PROBLEM DETAILS: Using the records below, find every line that includes "driveway" and copy it.

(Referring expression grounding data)
■ ■ ■ ■ ■

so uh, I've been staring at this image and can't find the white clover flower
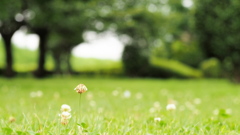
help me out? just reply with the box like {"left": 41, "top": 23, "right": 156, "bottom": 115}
{"left": 154, "top": 117, "right": 161, "bottom": 122}
{"left": 135, "top": 92, "right": 143, "bottom": 99}
{"left": 226, "top": 108, "right": 232, "bottom": 115}
{"left": 149, "top": 107, "right": 156, "bottom": 113}
{"left": 61, "top": 104, "right": 71, "bottom": 112}
{"left": 60, "top": 112, "right": 71, "bottom": 119}
{"left": 123, "top": 90, "right": 131, "bottom": 98}
{"left": 213, "top": 109, "right": 219, "bottom": 115}
{"left": 74, "top": 84, "right": 88, "bottom": 94}
{"left": 193, "top": 98, "right": 202, "bottom": 105}
{"left": 112, "top": 90, "right": 119, "bottom": 96}
{"left": 89, "top": 100, "right": 96, "bottom": 107}
{"left": 153, "top": 101, "right": 161, "bottom": 108}
{"left": 30, "top": 91, "right": 43, "bottom": 98}
{"left": 30, "top": 91, "right": 37, "bottom": 98}
{"left": 36, "top": 90, "right": 43, "bottom": 97}
{"left": 166, "top": 104, "right": 176, "bottom": 111}
{"left": 78, "top": 126, "right": 83, "bottom": 134}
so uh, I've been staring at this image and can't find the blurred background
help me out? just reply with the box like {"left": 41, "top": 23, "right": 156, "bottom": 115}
{"left": 0, "top": 0, "right": 239, "bottom": 81}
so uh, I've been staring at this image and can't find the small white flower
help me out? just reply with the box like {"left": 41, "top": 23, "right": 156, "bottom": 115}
{"left": 30, "top": 91, "right": 43, "bottom": 98}
{"left": 123, "top": 90, "right": 131, "bottom": 98}
{"left": 30, "top": 92, "right": 37, "bottom": 98}
{"left": 61, "top": 104, "right": 71, "bottom": 112}
{"left": 89, "top": 100, "right": 96, "bottom": 107}
{"left": 112, "top": 90, "right": 119, "bottom": 96}
{"left": 213, "top": 109, "right": 219, "bottom": 115}
{"left": 154, "top": 117, "right": 161, "bottom": 122}
{"left": 153, "top": 101, "right": 161, "bottom": 108}
{"left": 61, "top": 112, "right": 71, "bottom": 119}
{"left": 166, "top": 104, "right": 176, "bottom": 111}
{"left": 36, "top": 90, "right": 43, "bottom": 97}
{"left": 193, "top": 98, "right": 202, "bottom": 105}
{"left": 149, "top": 107, "right": 156, "bottom": 113}
{"left": 135, "top": 92, "right": 143, "bottom": 99}
{"left": 226, "top": 108, "right": 232, "bottom": 115}
{"left": 78, "top": 126, "right": 83, "bottom": 134}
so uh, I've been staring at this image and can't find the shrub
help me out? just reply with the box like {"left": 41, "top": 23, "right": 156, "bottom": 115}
{"left": 171, "top": 41, "right": 204, "bottom": 67}
{"left": 150, "top": 56, "right": 203, "bottom": 78}
{"left": 200, "top": 58, "right": 222, "bottom": 78}
{"left": 122, "top": 45, "right": 150, "bottom": 76}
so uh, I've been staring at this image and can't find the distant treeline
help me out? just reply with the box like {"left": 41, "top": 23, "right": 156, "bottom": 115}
{"left": 0, "top": 0, "right": 240, "bottom": 81}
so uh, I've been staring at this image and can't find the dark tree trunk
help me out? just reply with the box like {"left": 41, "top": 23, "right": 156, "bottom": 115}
{"left": 53, "top": 53, "right": 62, "bottom": 75}
{"left": 1, "top": 33, "right": 15, "bottom": 77}
{"left": 66, "top": 51, "right": 73, "bottom": 74}
{"left": 33, "top": 28, "right": 49, "bottom": 78}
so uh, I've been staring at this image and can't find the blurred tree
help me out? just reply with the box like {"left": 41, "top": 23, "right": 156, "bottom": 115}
{"left": 47, "top": 0, "right": 102, "bottom": 74}
{"left": 109, "top": 0, "right": 199, "bottom": 76}
{"left": 26, "top": 0, "right": 53, "bottom": 77}
{"left": 195, "top": 0, "right": 240, "bottom": 80}
{"left": 104, "top": 4, "right": 164, "bottom": 76}
{"left": 150, "top": 0, "right": 205, "bottom": 68}
{"left": 0, "top": 0, "right": 26, "bottom": 77}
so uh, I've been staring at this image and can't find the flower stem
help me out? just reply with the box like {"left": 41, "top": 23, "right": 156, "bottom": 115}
{"left": 78, "top": 93, "right": 82, "bottom": 124}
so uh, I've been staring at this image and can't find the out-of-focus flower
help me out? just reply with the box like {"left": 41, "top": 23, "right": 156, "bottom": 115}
{"left": 135, "top": 92, "right": 143, "bottom": 99}
{"left": 112, "top": 90, "right": 119, "bottom": 96}
{"left": 74, "top": 84, "right": 88, "bottom": 94}
{"left": 193, "top": 98, "right": 202, "bottom": 105}
{"left": 89, "top": 100, "right": 96, "bottom": 107}
{"left": 213, "top": 109, "right": 219, "bottom": 115}
{"left": 149, "top": 107, "right": 156, "bottom": 113}
{"left": 166, "top": 104, "right": 176, "bottom": 111}
{"left": 226, "top": 108, "right": 232, "bottom": 115}
{"left": 61, "top": 104, "right": 71, "bottom": 112}
{"left": 123, "top": 90, "right": 131, "bottom": 98}
{"left": 60, "top": 112, "right": 71, "bottom": 119}
{"left": 59, "top": 105, "right": 72, "bottom": 125}
{"left": 154, "top": 117, "right": 161, "bottom": 122}
{"left": 153, "top": 101, "right": 161, "bottom": 108}
{"left": 30, "top": 90, "right": 43, "bottom": 98}
{"left": 78, "top": 126, "right": 83, "bottom": 134}
{"left": 86, "top": 92, "right": 93, "bottom": 100}
{"left": 36, "top": 91, "right": 43, "bottom": 97}
{"left": 9, "top": 116, "right": 16, "bottom": 123}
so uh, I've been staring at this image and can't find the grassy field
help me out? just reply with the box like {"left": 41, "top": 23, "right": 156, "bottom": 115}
{"left": 0, "top": 77, "right": 240, "bottom": 134}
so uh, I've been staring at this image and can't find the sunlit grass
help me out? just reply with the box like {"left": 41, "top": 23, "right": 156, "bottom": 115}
{"left": 0, "top": 77, "right": 240, "bottom": 134}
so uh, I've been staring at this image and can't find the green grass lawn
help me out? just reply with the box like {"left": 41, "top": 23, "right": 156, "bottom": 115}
{"left": 0, "top": 77, "right": 240, "bottom": 134}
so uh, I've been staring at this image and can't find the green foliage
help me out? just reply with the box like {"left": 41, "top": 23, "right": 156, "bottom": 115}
{"left": 171, "top": 41, "right": 205, "bottom": 67}
{"left": 151, "top": 42, "right": 170, "bottom": 59}
{"left": 200, "top": 58, "right": 222, "bottom": 78}
{"left": 150, "top": 56, "right": 203, "bottom": 78}
{"left": 195, "top": 0, "right": 240, "bottom": 78}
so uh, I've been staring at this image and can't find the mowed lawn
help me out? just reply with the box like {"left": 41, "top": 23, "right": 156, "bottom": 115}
{"left": 0, "top": 77, "right": 240, "bottom": 134}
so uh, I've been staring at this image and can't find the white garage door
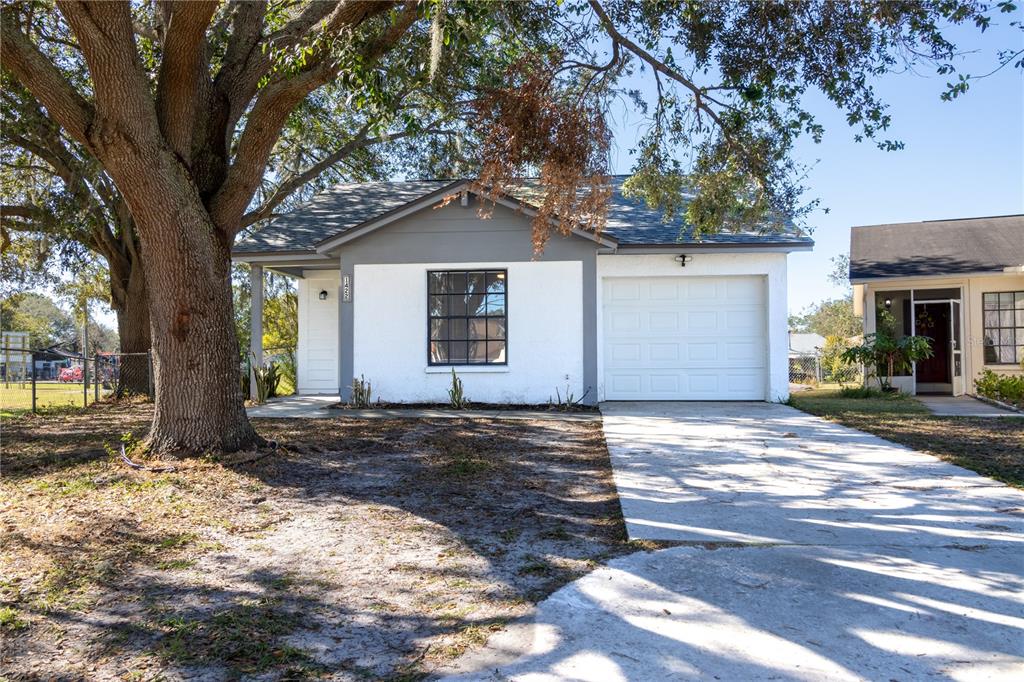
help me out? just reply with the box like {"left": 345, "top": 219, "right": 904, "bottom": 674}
{"left": 602, "top": 276, "right": 767, "bottom": 400}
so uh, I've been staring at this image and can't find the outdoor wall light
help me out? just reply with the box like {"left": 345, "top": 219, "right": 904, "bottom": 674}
{"left": 319, "top": 289, "right": 329, "bottom": 300}
{"left": 884, "top": 297, "right": 892, "bottom": 309}
{"left": 674, "top": 254, "right": 694, "bottom": 267}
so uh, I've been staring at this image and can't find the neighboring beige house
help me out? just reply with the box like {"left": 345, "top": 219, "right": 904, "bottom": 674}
{"left": 850, "top": 214, "right": 1024, "bottom": 396}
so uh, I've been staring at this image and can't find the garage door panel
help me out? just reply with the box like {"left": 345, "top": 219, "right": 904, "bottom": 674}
{"left": 649, "top": 311, "right": 679, "bottom": 331}
{"left": 603, "top": 276, "right": 767, "bottom": 400}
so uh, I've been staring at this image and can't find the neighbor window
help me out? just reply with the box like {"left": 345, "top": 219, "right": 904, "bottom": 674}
{"left": 428, "top": 270, "right": 507, "bottom": 365}
{"left": 982, "top": 291, "right": 1024, "bottom": 364}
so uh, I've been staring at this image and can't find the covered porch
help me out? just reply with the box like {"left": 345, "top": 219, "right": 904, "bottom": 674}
{"left": 240, "top": 253, "right": 340, "bottom": 401}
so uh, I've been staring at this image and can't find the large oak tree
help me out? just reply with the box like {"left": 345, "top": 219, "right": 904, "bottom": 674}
{"left": 1, "top": 0, "right": 1014, "bottom": 454}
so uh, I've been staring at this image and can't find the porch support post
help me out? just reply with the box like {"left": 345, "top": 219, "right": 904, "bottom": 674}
{"left": 249, "top": 264, "right": 264, "bottom": 400}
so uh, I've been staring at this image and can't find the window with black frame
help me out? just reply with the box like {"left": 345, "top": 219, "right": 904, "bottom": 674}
{"left": 428, "top": 270, "right": 507, "bottom": 365}
{"left": 982, "top": 291, "right": 1024, "bottom": 364}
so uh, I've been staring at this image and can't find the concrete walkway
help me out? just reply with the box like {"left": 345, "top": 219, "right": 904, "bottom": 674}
{"left": 246, "top": 394, "right": 600, "bottom": 421}
{"left": 917, "top": 394, "right": 1020, "bottom": 417}
{"left": 443, "top": 402, "right": 1024, "bottom": 681}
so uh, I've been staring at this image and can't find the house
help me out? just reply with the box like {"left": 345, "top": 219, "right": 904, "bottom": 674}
{"left": 232, "top": 177, "right": 813, "bottom": 404}
{"left": 849, "top": 214, "right": 1024, "bottom": 396}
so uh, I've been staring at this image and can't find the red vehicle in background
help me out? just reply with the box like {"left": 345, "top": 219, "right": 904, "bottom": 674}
{"left": 59, "top": 366, "right": 84, "bottom": 383}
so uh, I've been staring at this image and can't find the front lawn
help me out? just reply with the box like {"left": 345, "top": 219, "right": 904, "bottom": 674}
{"left": 1, "top": 403, "right": 627, "bottom": 680}
{"left": 790, "top": 389, "right": 1024, "bottom": 487}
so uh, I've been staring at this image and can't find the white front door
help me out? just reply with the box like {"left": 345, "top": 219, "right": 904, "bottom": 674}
{"left": 602, "top": 275, "right": 767, "bottom": 400}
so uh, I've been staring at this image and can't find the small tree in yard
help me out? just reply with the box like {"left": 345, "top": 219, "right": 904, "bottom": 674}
{"left": 842, "top": 311, "right": 933, "bottom": 392}
{"left": 2, "top": 1, "right": 1013, "bottom": 455}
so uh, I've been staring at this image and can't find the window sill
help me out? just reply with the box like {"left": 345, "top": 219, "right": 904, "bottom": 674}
{"left": 425, "top": 365, "right": 510, "bottom": 374}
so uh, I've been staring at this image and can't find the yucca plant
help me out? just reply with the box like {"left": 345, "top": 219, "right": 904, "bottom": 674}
{"left": 448, "top": 368, "right": 467, "bottom": 409}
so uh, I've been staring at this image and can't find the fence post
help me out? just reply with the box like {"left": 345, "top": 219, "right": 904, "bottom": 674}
{"left": 94, "top": 354, "right": 100, "bottom": 403}
{"left": 147, "top": 350, "right": 155, "bottom": 399}
{"left": 31, "top": 351, "right": 37, "bottom": 414}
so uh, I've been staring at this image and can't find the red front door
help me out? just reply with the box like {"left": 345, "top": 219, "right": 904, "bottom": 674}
{"left": 914, "top": 303, "right": 950, "bottom": 385}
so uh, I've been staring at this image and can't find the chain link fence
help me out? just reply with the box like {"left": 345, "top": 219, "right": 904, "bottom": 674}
{"left": 789, "top": 353, "right": 863, "bottom": 387}
{"left": 1, "top": 346, "right": 154, "bottom": 415}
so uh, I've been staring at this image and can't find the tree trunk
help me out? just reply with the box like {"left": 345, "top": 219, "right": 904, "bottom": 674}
{"left": 129, "top": 180, "right": 262, "bottom": 454}
{"left": 113, "top": 270, "right": 151, "bottom": 397}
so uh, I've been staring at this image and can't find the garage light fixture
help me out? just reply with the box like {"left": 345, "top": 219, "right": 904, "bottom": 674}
{"left": 319, "top": 289, "right": 329, "bottom": 300}
{"left": 674, "top": 254, "right": 693, "bottom": 267}
{"left": 884, "top": 297, "right": 892, "bottom": 309}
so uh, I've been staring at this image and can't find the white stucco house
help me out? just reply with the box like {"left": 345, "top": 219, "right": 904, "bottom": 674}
{"left": 232, "top": 178, "right": 813, "bottom": 405}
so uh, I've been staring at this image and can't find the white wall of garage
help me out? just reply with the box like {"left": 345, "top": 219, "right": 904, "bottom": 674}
{"left": 352, "top": 260, "right": 584, "bottom": 404}
{"left": 596, "top": 252, "right": 790, "bottom": 402}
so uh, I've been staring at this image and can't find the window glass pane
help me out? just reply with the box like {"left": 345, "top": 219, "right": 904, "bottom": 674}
{"left": 983, "top": 293, "right": 998, "bottom": 309}
{"left": 448, "top": 272, "right": 468, "bottom": 293}
{"left": 1016, "top": 310, "right": 1024, "bottom": 327}
{"left": 486, "top": 341, "right": 506, "bottom": 362}
{"left": 428, "top": 272, "right": 447, "bottom": 294}
{"left": 468, "top": 293, "right": 488, "bottom": 317}
{"left": 449, "top": 318, "right": 468, "bottom": 341}
{"left": 984, "top": 345, "right": 998, "bottom": 364}
{"left": 486, "top": 293, "right": 506, "bottom": 316}
{"left": 430, "top": 341, "right": 448, "bottom": 363}
{"left": 999, "top": 345, "right": 1015, "bottom": 363}
{"left": 448, "top": 341, "right": 468, "bottom": 364}
{"left": 429, "top": 295, "right": 448, "bottom": 317}
{"left": 430, "top": 319, "right": 446, "bottom": 341}
{"left": 468, "top": 319, "right": 488, "bottom": 340}
{"left": 999, "top": 310, "right": 1014, "bottom": 327}
{"left": 487, "top": 318, "right": 506, "bottom": 340}
{"left": 467, "top": 340, "right": 487, "bottom": 363}
{"left": 1016, "top": 292, "right": 1024, "bottom": 309}
{"left": 984, "top": 311, "right": 999, "bottom": 328}
{"left": 449, "top": 294, "right": 468, "bottom": 317}
{"left": 999, "top": 330, "right": 1015, "bottom": 347}
{"left": 467, "top": 272, "right": 486, "bottom": 295}
{"left": 999, "top": 292, "right": 1014, "bottom": 307}
{"left": 487, "top": 271, "right": 506, "bottom": 293}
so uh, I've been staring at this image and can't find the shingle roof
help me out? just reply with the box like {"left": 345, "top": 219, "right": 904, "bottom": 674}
{"left": 233, "top": 175, "right": 813, "bottom": 253}
{"left": 849, "top": 215, "right": 1024, "bottom": 281}
{"left": 234, "top": 180, "right": 456, "bottom": 253}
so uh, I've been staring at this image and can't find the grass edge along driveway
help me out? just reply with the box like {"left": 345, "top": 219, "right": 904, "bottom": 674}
{"left": 789, "top": 388, "right": 1024, "bottom": 488}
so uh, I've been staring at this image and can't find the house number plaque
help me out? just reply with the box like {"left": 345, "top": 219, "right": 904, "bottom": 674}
{"left": 342, "top": 275, "right": 351, "bottom": 301}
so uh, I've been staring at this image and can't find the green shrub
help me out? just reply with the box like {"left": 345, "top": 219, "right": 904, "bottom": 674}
{"left": 975, "top": 369, "right": 1024, "bottom": 407}
{"left": 841, "top": 309, "right": 933, "bottom": 391}
{"left": 821, "top": 335, "right": 855, "bottom": 384}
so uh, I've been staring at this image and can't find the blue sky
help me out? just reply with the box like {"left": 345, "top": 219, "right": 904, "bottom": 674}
{"left": 604, "top": 17, "right": 1023, "bottom": 315}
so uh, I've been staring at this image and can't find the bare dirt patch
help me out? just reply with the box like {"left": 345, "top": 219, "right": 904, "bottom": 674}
{"left": 1, "top": 404, "right": 625, "bottom": 680}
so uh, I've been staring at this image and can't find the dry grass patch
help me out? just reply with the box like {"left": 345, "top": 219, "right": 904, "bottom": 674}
{"left": 1, "top": 404, "right": 626, "bottom": 680}
{"left": 791, "top": 389, "right": 1024, "bottom": 487}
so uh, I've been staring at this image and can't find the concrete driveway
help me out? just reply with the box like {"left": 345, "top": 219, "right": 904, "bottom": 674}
{"left": 443, "top": 402, "right": 1024, "bottom": 681}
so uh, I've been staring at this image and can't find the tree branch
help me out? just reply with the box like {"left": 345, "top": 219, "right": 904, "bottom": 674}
{"left": 587, "top": 0, "right": 724, "bottom": 130}
{"left": 0, "top": 9, "right": 96, "bottom": 150}
{"left": 156, "top": 0, "right": 218, "bottom": 163}
{"left": 55, "top": 0, "right": 160, "bottom": 152}
{"left": 241, "top": 122, "right": 448, "bottom": 227}
{"left": 210, "top": 1, "right": 418, "bottom": 234}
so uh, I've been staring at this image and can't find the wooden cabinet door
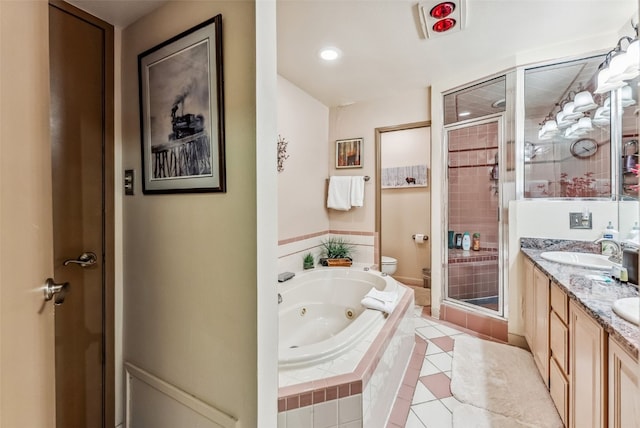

■ ■ ■ ■ ■

RESULT:
so uh, I've been staring at this image and can't find the grass edge along driveway
so uh, I've been staring at this image and can't find the concrete driveway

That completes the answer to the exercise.